++++ Extracted records ++++

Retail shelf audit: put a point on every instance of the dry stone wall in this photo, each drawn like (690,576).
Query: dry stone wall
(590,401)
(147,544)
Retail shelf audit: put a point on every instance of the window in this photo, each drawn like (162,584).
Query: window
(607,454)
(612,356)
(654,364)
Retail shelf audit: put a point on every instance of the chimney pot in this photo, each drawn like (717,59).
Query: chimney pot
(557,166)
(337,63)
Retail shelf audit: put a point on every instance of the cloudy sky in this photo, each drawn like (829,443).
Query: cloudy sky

++++

# Given instruction
Write all of the records out again exactly.

# Response to this exercise
Retail shelf audit: put a point on every instance of the dry stone wall in this photo, each drawn like (690,576).
Query: dry stone wall
(590,401)
(147,544)
Retail shelf audit: put a point on every instance of the window in this photo, each drawn like (162,584).
Query: window
(607,454)
(612,356)
(654,364)
Retail shelf audit: put a point on every instance of the chimney pot in this photo, each drawn like (717,59).
Query: chimney pot
(557,166)
(337,63)
Retail shelf audit: put a point on every instance of the cloudy sky in this photo, each drawn like (829,443).
Query: cloudy sky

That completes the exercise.